Written request: Pull out every line in the data below that contains the word "with".
>> START Excerpted records
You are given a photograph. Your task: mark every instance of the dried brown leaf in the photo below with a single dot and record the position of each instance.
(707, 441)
>> END Excerpted records
>> START Excerpted records
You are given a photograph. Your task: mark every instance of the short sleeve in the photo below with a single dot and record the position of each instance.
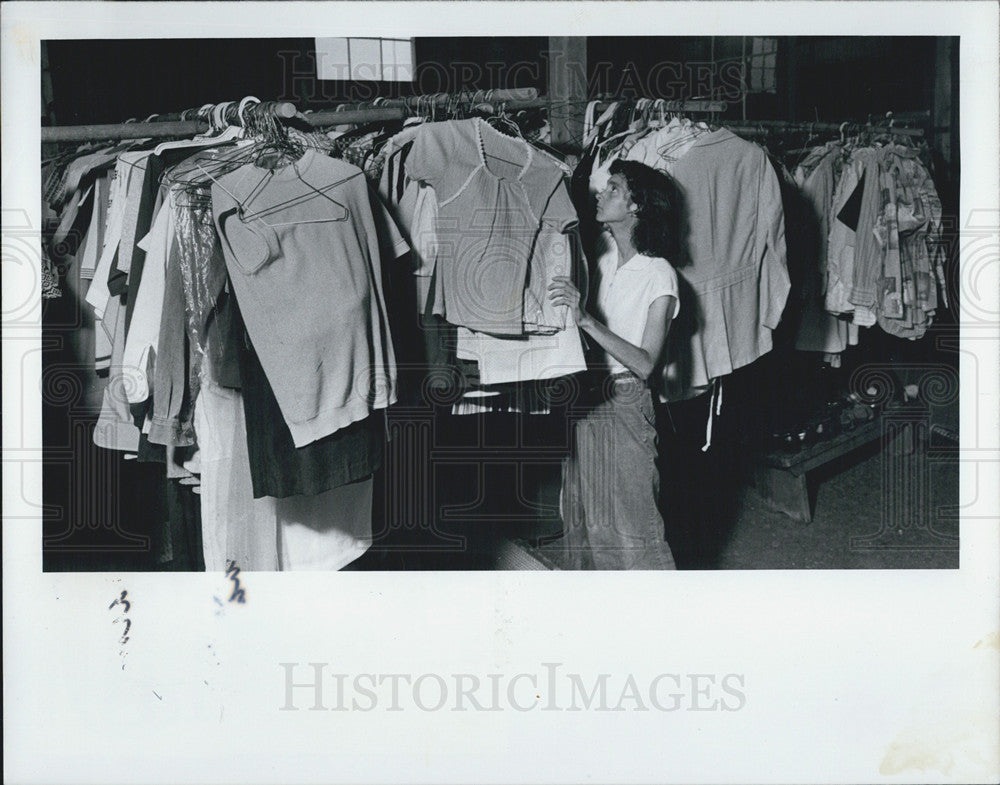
>> END Excerpted records
>> START Excerpted records
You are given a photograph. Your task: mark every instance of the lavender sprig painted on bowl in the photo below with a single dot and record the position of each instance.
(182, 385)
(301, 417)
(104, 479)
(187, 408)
>> END Excerpted records
Reply:
You are given a photograph. Your task: mark every instance of the dried brown leaf in the photo below with a single dot and record the position of each instance.
You are given a photograph. Your task: mark every instance of the short sleeve in the photo below with a single dot and record the position of each instance.
You are given a photograph. Your task: mark every instance of the lavender sprig painted on bowl in the photo below with a single dot and record the position of each instance.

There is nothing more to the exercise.